- [Given text]:
# Tank mystery/question??



## Chrispy (Apr 8, 2006)

I have an aquatic mystery that I would love to hear some input on. Tell me your opinion.

I have two well established tanks, one 60g and the other 55g. They are in the corner of the same room in an L shape, but a few feet apart. They have the exact same water parameters, substrate, lighting, plastic plants, filtrations and heating. Their stocking list is nearly identical, a pair of severums and festivums along with a handful of tetras. One has a common pleco, the other a bristlenose. In fact the only difference that I can find, is one tank has a sandstoneish type of rock.

Here is the problem. One tanks is thriving, the sevs breed constantly, all the fish eat like pigs, actively swim around the tank and interact with people somewhat. In the other tank, all of the fish are extremely skittish and often dart crazily around when you approach the tank, they are finicky eaters, they often rest motionless on the bottom and rarely swim actively around the tank. I haven't lost any fish from this tank, but it really bothers me that they act so differently. I hate it when I sit in my chair to watch them and one tank everyone crowds close wanting food, while the other they all freak out and hide.

Any thought as to what could be contributing to this problem would be greatly appreciated.


----------



## LJ (Sep 12, 2007)

Were the tanks established at the same time?

Do you have the same type of tetras in both? Are the tetras skittish as well?

You say you have the tanks positioned in an L in a corner. I am assuming this means that each tank is against a different wall, and that the walls are perpindicular. Does one of the walls face a door or area of heavy traffic that the other does not? Does one of the walls recieve more vibrations than the other?


----------



## dwarfpike (Jan 22, 2008)

Not that I think it's the issue ... but sandstone is very pourous and could be releasing something into the tank. A long shot but ....


----------



## Barbie (Feb 13, 2003)

Have you checked the pH in each of the tanks, both before and after water changes? It's possible you're getting fluctuations in one that stress the fish, while the other is staying relatively stable. It would definitely be worth checking into anyway.

Barbie


----------



## Chrispy (Apr 8, 2006)

LJ - Both tanks have been going for at least a year in their current state. The tanks are both away from any high traffic area. The calmer tank has larger blackfin tetras, while the skittish one has cardnial and yes, they are very skittish.

Barbie - I will watch the pH alittle closer, but I treat the water and water changes at teh same time, the same way on both tanks.

Dwarfpike - I thought sand stone was pretty safe, but I will ditch just to be safe. I have been reluctant though because it has a nice growth of algae and really adds alot of character to the tank.


----------



## Barbie (Feb 13, 2003)

Sometimes the decor can modify the pH, which will then cause fluctuations during water changes. It would at least be worth checking into. I hope it helps!

The other option is that the one tank has flukes or some other parasite that's making them uncomfortable, which can make them all more skittish and worried.

Barbie


----------



## Chrispy (Apr 8, 2006)

Flukes...there is something I didnt think of. I did notice one of them flashing against a rock. Time to do more research! Thank you Barbie.


----------



## TheFishGuy (Apr 21, 2005)

:thumb:


----------

- [Material supplied]:
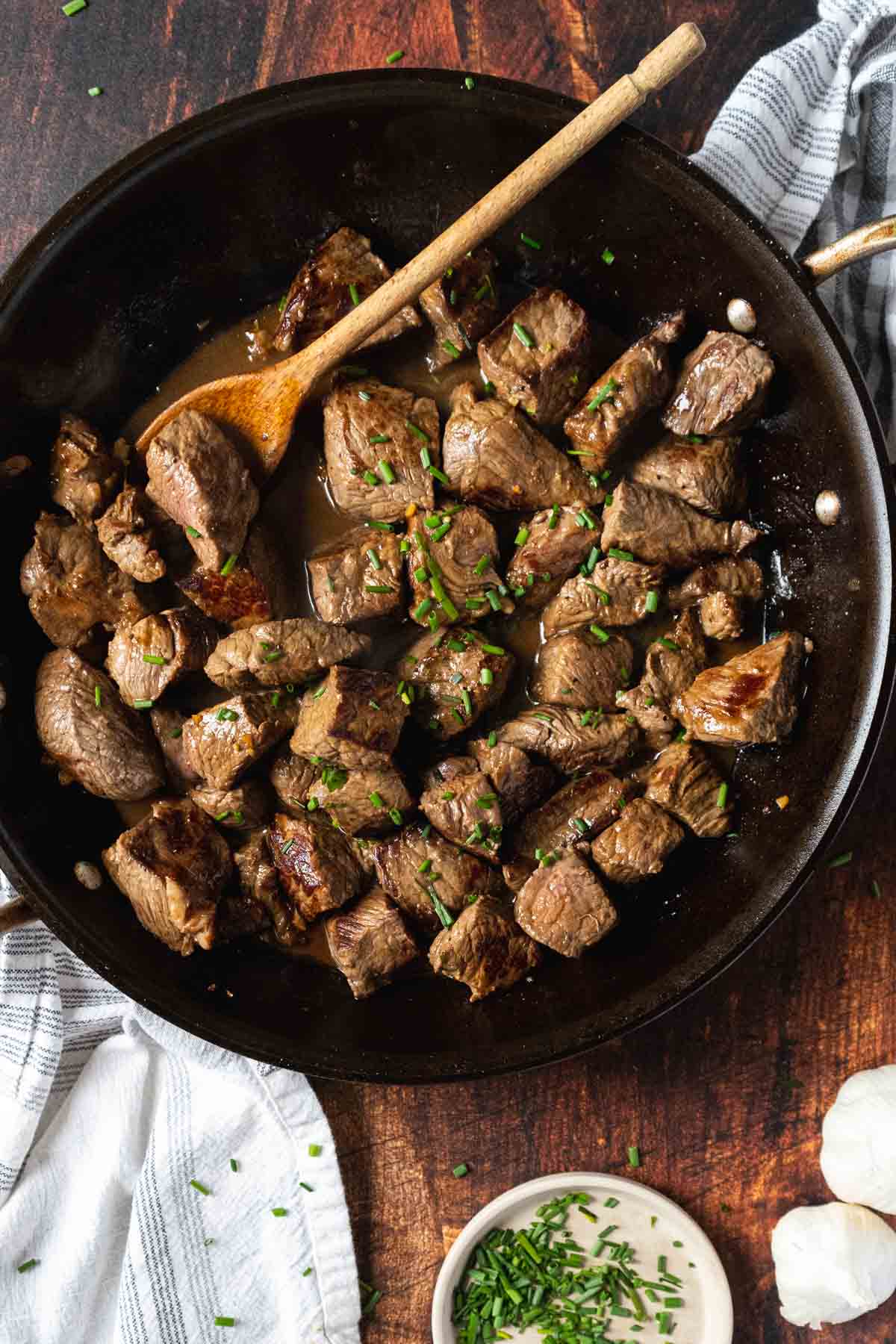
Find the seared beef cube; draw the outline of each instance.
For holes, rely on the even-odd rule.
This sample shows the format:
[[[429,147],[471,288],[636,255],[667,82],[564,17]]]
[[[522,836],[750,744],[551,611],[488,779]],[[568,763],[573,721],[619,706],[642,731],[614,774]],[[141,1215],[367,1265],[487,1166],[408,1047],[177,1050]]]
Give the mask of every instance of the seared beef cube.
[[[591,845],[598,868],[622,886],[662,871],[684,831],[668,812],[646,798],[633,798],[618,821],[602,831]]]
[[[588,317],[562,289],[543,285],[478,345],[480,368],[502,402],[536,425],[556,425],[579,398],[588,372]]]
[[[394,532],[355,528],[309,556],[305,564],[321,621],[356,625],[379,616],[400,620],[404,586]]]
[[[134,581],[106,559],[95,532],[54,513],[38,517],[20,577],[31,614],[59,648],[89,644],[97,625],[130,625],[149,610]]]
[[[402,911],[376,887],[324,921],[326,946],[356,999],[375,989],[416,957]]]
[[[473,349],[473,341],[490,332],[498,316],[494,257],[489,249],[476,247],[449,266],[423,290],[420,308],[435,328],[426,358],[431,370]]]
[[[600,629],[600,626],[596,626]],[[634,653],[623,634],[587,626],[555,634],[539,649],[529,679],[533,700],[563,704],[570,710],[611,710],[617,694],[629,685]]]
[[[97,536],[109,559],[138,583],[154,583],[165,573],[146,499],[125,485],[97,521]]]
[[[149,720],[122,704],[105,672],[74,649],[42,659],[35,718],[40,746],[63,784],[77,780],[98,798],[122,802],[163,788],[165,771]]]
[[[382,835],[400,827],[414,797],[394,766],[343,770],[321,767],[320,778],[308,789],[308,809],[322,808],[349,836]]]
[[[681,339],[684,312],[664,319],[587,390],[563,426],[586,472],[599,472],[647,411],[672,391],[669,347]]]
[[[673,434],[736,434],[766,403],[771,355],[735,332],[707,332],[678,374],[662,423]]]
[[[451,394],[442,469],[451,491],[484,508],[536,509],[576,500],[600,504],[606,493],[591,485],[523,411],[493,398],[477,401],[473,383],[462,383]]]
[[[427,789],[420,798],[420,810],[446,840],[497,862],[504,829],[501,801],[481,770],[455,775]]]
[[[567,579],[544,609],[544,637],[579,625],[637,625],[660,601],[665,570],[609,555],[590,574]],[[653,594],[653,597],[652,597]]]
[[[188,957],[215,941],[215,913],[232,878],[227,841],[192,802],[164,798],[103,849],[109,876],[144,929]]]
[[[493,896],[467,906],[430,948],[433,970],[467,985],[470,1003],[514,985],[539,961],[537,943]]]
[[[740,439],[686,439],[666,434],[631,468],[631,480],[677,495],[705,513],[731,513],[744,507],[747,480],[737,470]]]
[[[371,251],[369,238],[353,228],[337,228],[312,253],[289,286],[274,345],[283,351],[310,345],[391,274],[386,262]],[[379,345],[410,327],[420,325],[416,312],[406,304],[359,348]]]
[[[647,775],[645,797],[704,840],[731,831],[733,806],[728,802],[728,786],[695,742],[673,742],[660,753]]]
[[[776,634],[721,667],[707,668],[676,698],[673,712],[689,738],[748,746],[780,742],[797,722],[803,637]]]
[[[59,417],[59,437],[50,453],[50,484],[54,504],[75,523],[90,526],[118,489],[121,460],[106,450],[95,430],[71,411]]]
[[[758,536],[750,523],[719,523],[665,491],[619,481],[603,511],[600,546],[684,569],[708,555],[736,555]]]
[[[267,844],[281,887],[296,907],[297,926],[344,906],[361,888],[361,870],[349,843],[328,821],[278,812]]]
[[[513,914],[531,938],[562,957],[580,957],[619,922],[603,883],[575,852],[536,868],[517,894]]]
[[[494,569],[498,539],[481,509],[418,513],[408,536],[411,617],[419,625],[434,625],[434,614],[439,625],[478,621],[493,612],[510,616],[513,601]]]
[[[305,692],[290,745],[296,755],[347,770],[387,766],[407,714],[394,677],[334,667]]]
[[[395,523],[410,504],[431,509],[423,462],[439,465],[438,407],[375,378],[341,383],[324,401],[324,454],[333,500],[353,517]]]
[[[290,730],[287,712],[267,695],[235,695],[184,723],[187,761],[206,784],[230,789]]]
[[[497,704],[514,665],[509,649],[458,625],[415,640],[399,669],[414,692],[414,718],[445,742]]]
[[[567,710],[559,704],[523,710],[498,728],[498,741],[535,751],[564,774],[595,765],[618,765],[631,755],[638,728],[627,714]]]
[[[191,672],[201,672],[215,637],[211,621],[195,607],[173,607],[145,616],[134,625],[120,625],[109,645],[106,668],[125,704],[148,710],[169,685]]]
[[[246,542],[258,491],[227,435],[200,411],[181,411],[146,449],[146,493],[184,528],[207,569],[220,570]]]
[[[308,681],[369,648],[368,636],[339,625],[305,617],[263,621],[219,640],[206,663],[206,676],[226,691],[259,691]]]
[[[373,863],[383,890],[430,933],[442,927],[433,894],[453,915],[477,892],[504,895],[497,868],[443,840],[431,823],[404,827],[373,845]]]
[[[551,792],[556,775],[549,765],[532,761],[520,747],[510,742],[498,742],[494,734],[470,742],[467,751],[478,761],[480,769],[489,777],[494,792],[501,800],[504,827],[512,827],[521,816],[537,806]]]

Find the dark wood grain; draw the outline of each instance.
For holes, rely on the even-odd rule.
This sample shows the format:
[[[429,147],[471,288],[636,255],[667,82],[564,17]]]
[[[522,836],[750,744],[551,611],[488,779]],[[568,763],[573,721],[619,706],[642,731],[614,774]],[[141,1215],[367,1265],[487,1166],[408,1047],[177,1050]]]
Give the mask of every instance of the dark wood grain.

--

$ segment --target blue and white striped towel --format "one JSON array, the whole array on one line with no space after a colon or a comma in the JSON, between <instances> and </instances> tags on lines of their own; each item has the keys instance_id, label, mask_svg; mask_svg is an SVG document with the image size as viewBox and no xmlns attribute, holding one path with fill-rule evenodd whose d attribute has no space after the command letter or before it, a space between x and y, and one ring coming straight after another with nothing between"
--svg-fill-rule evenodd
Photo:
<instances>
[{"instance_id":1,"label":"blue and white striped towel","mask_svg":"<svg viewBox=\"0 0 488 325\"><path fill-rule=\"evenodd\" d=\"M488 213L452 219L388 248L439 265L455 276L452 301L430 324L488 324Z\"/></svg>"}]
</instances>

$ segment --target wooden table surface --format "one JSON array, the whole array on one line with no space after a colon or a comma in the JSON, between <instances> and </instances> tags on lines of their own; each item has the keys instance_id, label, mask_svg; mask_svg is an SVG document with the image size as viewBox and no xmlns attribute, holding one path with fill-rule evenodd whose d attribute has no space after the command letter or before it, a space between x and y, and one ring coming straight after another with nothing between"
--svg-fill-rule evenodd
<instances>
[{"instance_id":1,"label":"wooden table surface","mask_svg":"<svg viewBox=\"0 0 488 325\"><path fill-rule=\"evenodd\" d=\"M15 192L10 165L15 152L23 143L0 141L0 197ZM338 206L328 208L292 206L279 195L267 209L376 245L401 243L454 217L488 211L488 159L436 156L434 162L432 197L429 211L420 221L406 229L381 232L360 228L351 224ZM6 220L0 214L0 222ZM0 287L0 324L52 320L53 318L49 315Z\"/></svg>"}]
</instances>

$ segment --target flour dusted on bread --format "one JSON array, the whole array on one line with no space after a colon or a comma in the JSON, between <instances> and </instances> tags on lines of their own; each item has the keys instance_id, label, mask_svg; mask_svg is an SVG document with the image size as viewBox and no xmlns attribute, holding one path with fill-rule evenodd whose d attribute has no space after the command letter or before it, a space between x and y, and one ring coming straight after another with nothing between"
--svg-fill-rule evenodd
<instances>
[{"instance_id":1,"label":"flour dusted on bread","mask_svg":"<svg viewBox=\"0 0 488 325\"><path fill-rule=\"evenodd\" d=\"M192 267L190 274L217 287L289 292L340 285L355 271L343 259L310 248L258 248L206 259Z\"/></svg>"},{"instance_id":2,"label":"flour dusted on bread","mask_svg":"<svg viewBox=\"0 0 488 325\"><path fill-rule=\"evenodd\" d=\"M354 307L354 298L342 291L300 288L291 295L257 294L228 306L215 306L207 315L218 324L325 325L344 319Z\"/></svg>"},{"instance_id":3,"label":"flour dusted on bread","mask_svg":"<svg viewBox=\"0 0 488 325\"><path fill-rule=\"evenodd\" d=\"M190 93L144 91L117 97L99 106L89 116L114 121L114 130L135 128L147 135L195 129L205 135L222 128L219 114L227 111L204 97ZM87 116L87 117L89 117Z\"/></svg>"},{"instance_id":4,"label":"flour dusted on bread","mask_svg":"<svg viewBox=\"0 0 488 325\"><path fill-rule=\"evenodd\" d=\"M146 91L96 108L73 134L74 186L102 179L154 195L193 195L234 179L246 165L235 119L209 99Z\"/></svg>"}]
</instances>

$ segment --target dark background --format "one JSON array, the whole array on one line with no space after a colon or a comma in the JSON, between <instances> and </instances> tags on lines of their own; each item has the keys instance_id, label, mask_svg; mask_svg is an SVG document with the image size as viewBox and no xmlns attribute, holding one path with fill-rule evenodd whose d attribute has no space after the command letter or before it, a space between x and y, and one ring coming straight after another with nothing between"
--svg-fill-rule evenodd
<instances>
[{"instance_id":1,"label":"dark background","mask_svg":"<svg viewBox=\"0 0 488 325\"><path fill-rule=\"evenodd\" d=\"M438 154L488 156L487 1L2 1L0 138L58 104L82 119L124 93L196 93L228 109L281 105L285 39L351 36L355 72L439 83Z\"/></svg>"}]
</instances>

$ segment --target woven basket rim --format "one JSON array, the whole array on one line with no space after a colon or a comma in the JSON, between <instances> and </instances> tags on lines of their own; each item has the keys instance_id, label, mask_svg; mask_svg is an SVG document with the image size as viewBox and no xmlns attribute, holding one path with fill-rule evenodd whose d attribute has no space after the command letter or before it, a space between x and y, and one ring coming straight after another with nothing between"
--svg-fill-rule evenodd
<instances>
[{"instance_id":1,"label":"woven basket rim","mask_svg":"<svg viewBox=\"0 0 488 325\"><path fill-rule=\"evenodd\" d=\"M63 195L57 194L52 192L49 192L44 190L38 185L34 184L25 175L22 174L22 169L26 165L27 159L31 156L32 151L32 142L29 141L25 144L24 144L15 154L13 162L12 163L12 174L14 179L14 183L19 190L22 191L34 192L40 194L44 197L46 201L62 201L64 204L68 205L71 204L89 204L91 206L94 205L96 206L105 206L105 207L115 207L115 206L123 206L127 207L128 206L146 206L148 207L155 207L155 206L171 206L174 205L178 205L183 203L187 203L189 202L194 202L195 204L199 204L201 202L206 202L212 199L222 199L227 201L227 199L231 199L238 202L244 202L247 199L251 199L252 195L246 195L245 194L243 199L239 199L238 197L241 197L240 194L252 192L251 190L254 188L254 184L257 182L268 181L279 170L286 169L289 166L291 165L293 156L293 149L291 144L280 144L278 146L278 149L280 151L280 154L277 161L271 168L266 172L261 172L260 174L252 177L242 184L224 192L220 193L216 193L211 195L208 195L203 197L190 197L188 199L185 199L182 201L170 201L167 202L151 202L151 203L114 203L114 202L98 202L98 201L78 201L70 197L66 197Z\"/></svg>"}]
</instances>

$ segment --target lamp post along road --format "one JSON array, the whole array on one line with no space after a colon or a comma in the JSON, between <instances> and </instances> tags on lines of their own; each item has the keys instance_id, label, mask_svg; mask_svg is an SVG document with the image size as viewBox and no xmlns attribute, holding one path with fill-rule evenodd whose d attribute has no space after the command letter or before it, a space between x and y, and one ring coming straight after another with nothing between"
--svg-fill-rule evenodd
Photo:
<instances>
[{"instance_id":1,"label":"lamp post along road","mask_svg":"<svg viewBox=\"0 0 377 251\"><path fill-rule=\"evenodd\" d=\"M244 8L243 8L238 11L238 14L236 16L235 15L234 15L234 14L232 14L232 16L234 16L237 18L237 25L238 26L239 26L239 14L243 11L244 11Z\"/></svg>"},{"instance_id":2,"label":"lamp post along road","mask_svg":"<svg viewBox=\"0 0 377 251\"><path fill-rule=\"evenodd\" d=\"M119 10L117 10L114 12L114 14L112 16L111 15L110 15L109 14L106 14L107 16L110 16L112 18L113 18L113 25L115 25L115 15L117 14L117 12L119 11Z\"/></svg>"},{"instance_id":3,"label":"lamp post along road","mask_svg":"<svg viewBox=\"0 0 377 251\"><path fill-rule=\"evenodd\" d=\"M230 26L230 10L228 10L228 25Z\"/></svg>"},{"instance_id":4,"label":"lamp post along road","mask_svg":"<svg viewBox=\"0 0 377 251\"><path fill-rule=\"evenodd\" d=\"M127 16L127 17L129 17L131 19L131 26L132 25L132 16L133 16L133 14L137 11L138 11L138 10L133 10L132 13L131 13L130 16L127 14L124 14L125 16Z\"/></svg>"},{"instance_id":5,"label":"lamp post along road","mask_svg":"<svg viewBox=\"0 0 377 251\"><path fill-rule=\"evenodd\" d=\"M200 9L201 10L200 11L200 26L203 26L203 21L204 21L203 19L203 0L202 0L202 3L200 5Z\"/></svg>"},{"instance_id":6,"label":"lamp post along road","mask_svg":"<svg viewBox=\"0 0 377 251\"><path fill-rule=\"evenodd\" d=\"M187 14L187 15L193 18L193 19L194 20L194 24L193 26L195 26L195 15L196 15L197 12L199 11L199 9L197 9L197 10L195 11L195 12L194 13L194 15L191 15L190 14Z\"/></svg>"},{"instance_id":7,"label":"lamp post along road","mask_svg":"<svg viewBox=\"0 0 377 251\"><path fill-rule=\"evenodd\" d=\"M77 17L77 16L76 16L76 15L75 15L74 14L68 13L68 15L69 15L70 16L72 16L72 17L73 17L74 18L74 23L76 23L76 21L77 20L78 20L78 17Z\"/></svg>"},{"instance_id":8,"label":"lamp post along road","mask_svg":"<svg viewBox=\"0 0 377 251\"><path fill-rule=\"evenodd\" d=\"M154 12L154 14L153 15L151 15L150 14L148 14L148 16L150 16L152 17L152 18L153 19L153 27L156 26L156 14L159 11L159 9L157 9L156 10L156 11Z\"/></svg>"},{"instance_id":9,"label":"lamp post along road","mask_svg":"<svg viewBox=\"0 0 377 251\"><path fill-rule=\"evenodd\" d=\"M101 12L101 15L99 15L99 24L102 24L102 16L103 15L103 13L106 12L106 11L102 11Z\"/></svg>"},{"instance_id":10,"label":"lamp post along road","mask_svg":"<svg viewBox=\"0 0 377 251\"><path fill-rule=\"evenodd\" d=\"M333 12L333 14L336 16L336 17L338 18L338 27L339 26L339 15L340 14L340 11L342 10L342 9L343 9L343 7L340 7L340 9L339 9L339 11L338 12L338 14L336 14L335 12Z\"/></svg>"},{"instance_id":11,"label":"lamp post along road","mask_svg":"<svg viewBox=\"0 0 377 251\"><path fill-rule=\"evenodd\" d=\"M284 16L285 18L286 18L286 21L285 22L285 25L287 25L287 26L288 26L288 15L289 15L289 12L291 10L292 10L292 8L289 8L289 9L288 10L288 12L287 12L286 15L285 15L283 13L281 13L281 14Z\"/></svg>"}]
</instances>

- [Exercise instructions]:
**1.** According to the forum thread about the two fish tanks, what kind of tetras live in the calmer tank?
**2.** From the forum thread about the two fish tanks, copy out the passage starting with "Sometimes the decor" and going on through "skittish and worried.".

- [Solutions to each task]:
**1.** Larger blackfin tetras.

**2.**
Sometimes the decor can modify the pH, which will then cause fluctuations during water changes. It would at least be worth checking into. I hope it helps!

The other option is that the one tank has flukes or some other parasite that's making them uncomfortable, which can make them all more skittish and worried.